Write the records out again exactly, leaving no images in.

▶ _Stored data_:
-- Start --
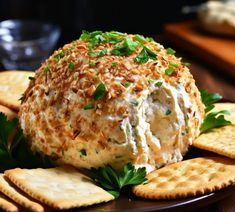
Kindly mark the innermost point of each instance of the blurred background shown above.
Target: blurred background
(144, 17)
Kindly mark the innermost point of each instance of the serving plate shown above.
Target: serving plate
(129, 203)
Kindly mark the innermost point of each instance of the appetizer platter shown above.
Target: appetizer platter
(109, 122)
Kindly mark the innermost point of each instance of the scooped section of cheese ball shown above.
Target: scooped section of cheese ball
(112, 98)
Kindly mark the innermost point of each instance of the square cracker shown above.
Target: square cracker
(60, 188)
(17, 195)
(188, 178)
(7, 205)
(219, 140)
(12, 85)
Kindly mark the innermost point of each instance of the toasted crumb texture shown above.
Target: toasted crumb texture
(92, 106)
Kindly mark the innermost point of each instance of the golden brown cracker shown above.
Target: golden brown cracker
(12, 86)
(219, 140)
(7, 205)
(188, 178)
(8, 112)
(226, 106)
(60, 188)
(18, 196)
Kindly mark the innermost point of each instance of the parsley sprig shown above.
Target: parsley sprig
(14, 151)
(212, 119)
(113, 181)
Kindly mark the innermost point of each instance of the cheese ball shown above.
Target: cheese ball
(112, 98)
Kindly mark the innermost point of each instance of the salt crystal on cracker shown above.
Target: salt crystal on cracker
(60, 188)
(7, 205)
(188, 178)
(18, 196)
(219, 140)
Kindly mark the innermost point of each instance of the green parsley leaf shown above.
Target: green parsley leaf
(145, 55)
(212, 119)
(114, 181)
(88, 107)
(60, 55)
(158, 84)
(92, 63)
(168, 112)
(126, 48)
(98, 54)
(170, 51)
(114, 64)
(169, 71)
(99, 92)
(46, 69)
(31, 78)
(82, 153)
(14, 150)
(127, 84)
(71, 66)
(140, 38)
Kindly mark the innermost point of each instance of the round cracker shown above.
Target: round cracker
(8, 112)
(219, 140)
(188, 178)
(226, 106)
(12, 86)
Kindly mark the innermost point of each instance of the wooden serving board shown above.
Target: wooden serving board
(216, 50)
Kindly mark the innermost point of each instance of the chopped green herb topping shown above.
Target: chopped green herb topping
(82, 153)
(92, 63)
(46, 70)
(114, 64)
(127, 84)
(126, 48)
(145, 55)
(71, 66)
(114, 181)
(170, 51)
(59, 55)
(31, 78)
(169, 71)
(99, 92)
(158, 84)
(98, 54)
(141, 39)
(212, 119)
(173, 65)
(168, 112)
(88, 106)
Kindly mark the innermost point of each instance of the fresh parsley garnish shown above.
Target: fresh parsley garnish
(169, 70)
(127, 47)
(31, 78)
(212, 119)
(99, 92)
(114, 181)
(170, 51)
(60, 55)
(98, 54)
(88, 106)
(71, 66)
(145, 55)
(14, 151)
(46, 70)
(82, 153)
(140, 38)
(158, 84)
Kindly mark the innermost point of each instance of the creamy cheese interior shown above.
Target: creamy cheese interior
(155, 134)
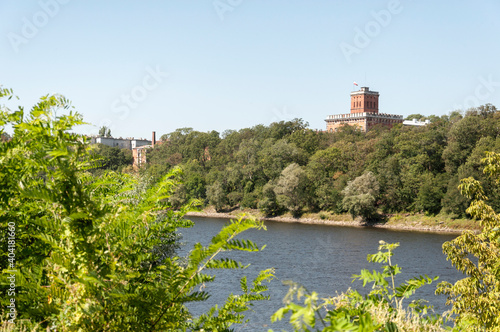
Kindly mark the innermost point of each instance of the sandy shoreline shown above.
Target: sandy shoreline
(329, 222)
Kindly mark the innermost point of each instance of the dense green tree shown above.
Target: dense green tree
(98, 253)
(269, 203)
(114, 158)
(105, 131)
(475, 298)
(360, 196)
(217, 196)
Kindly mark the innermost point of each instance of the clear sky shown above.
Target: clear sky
(139, 66)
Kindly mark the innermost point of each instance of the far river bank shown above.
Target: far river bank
(406, 221)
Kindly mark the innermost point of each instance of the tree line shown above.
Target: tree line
(288, 167)
(98, 252)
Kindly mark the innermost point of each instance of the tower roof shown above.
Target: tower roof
(364, 91)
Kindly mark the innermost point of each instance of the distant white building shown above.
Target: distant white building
(416, 122)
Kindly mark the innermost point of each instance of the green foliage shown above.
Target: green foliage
(360, 196)
(98, 253)
(292, 189)
(104, 131)
(113, 158)
(417, 168)
(269, 203)
(380, 310)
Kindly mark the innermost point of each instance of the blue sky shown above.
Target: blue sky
(139, 66)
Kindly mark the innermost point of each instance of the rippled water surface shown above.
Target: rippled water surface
(322, 258)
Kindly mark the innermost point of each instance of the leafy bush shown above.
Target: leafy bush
(98, 253)
(380, 310)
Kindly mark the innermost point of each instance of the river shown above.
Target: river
(322, 258)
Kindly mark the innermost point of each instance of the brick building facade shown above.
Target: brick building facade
(364, 113)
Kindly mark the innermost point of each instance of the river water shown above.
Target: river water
(322, 258)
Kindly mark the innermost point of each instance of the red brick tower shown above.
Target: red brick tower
(364, 101)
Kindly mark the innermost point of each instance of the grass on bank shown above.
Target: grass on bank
(417, 221)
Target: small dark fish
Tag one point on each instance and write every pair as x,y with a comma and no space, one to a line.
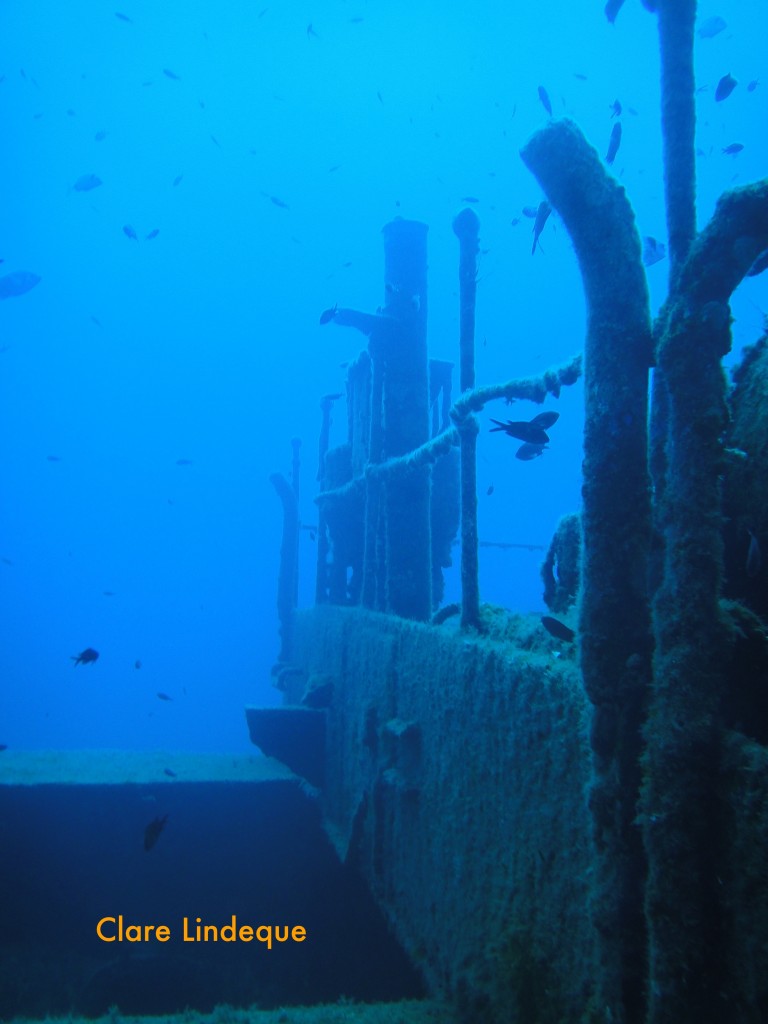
558,629
87,181
652,251
87,656
712,27
545,420
726,85
611,9
542,215
613,142
153,830
754,557
527,452
760,264
522,430
17,283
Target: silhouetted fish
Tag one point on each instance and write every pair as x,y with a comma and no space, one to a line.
17,283
726,85
542,215
759,265
558,629
153,830
87,656
754,557
613,142
652,251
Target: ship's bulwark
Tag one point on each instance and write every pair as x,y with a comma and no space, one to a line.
457,772
457,781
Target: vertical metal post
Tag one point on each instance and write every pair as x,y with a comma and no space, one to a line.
466,227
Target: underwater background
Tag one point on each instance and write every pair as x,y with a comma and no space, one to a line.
194,183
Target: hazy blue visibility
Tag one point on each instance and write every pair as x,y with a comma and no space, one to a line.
194,183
-- End --
▶ _EXERCISE OUTPUT_:
Kindly mark the innermost point of each instance of the blurred background shown above.
Target: blurred background
(144, 17)
Kindly mark the innermost point of each instance of the serving plate shown above.
Target: serving plate
(129, 203)
Kindly mark the innermost point of each instance of the appetizer platter shown above.
Target: appetizer platter
(109, 122)
Kindly mark the innermost point of each instance of the scooped section of cheese ball shown above.
Target: scooped section of cheese ball
(112, 98)
Kindly mark the innermost point of each instance of the square cracker shown above.
Target: square cracker
(60, 188)
(17, 195)
(188, 178)
(7, 205)
(219, 140)
(12, 85)
Kindly mark the innermost point of each instance of the toasted crumb texture shown above.
Target: toasted crumb texture
(92, 106)
Kindly mark the innermost point of each instance of the golden brown cracker shown above.
Target: golden brown cracker
(12, 86)
(219, 140)
(7, 205)
(188, 178)
(8, 112)
(226, 106)
(60, 188)
(18, 196)
Kindly mark the innermost point of each instance of the parsley sprig shown above.
Target: parsley sprig
(14, 151)
(212, 119)
(113, 181)
Kindly mark the innermost point of each instance of the cheese ball shown above.
Target: cheese ball
(112, 98)
Kindly mark the innermost point of each instance of the salt crystal on cracker shown above.
Target: salt crystal on cracker
(60, 188)
(7, 205)
(188, 178)
(18, 196)
(219, 140)
Kindly mark the innermost point of each instance of the green parsley leaf shown above.
Target: green parsley leaf
(145, 55)
(212, 119)
(114, 181)
(88, 107)
(60, 55)
(158, 84)
(92, 63)
(168, 112)
(126, 48)
(98, 54)
(170, 51)
(114, 64)
(169, 71)
(99, 92)
(46, 69)
(31, 78)
(82, 153)
(14, 150)
(127, 84)
(71, 66)
(140, 38)
Kindly mark the innermost point of each instance of the round cracker shown above.
Target: round cracker
(8, 112)
(219, 140)
(188, 178)
(226, 106)
(12, 86)
Kindly mark the innermost point of each instance of the wooden serving board shown above.
Target: wooden serving board
(216, 50)
Kindly mark the innermost point of each instance of the chopped green herb topping shown above.
Target: chopped green herb topping
(82, 153)
(92, 63)
(46, 70)
(114, 64)
(127, 84)
(126, 48)
(145, 55)
(71, 66)
(114, 181)
(170, 51)
(59, 55)
(31, 78)
(169, 71)
(99, 92)
(158, 84)
(98, 54)
(141, 39)
(212, 119)
(173, 65)
(168, 112)
(88, 106)
Kindly mark the innermost point of each instance of the fresh parsley garnish shown above.
Target: fresh parsley garnish
(169, 70)
(127, 47)
(31, 78)
(212, 119)
(99, 92)
(114, 181)
(170, 51)
(60, 55)
(98, 54)
(88, 106)
(71, 66)
(145, 55)
(14, 151)
(46, 70)
(82, 153)
(140, 38)
(158, 84)
Kindly mark the innermost point of each instance of the creamy cheese interior shown above.
Target: creamy cheese interior
(155, 134)
Kindly mark the innermost point of each instance of the sandy shoreline shown above.
Target: sandy shoreline
(329, 222)
Kindly mark the innermost point of each instance of the dense green tree shown above.
Target: dense green tree
(98, 253)
(269, 203)
(114, 158)
(105, 131)
(475, 298)
(360, 196)
(217, 196)
Kindly mark the innermost point of each instance of the clear sky shown above.
Target: clear sky
(139, 66)
Kindly mark the innermost point of each instance of the far river bank shown above.
Target: far river bank
(406, 221)
Kindly mark the innermost point of each instance of the tree line shown above.
Target: tree line
(288, 167)
(98, 252)
Kindly mark the innermost point of each instance of the tower roof shown above.
Target: tower roof
(364, 91)
Kindly mark the innermost point of each instance of the distant white building shown above.
Target: distant white building
(416, 122)
Kindly mark the innermost point of each instance of the green foliage shown above.
Target: green foliage
(360, 196)
(98, 253)
(292, 189)
(104, 131)
(113, 158)
(417, 168)
(269, 203)
(380, 310)
Kindly mark the innermost point of each instance of the blue sky shown above.
Target: blue sky
(139, 66)
Kindly mark the innermost point of each instance of the rippled water surface shown above.
Target: rippled water surface
(322, 258)
Kindly mark the innermost point of each instance of the leafy bush shown above.
Target: leafy bush
(98, 253)
(380, 310)
Kindly mark the innermost point of each instance of the river shown above.
Target: river
(322, 258)
Kindly mark the innermost point of each instance of the brick building facade shown above.
Target: brick building facade
(364, 113)
Kindly mark the innermost point of each instance of the river water shown above.
Target: river water
(322, 258)
Kindly mark the innermost point of each instance of the red brick tower shown above.
Target: red brick tower
(364, 101)
Kindly mark the innermost point of each instance of the grass on bank shown above.
Target: grass on bank
(417, 221)
Target: small dark fish
Tag one point on each instance and write every pair as x,y with a comma and no space, one to a line.
558,629
87,181
652,251
87,656
712,27
545,420
726,85
611,9
542,215
613,142
153,830
754,557
527,452
760,264
522,430
17,283
Target: silhouetted fish
Tag one point on each instance and write every pair as x,y with a comma and no space, one to a line.
17,283
726,85
542,215
759,265
558,629
153,830
87,656
754,557
613,142
652,251
Target: ship's bulwark
Tag one point on each instance and write every pair as x,y with a comma and no space, one to a line.
457,772
457,781
Target: vertical metal post
Tag one point on each instance and write every pair as x,y with a comma and no space, one to a line.
466,227
Target: underwater background
Tag one point on each instance and write every pair as x,y with a comma and no space, one to a line.
194,183
Target: hazy blue visibility
Tag one point on each instance and write every pair as x,y with a comma and no space, one to a line.
194,183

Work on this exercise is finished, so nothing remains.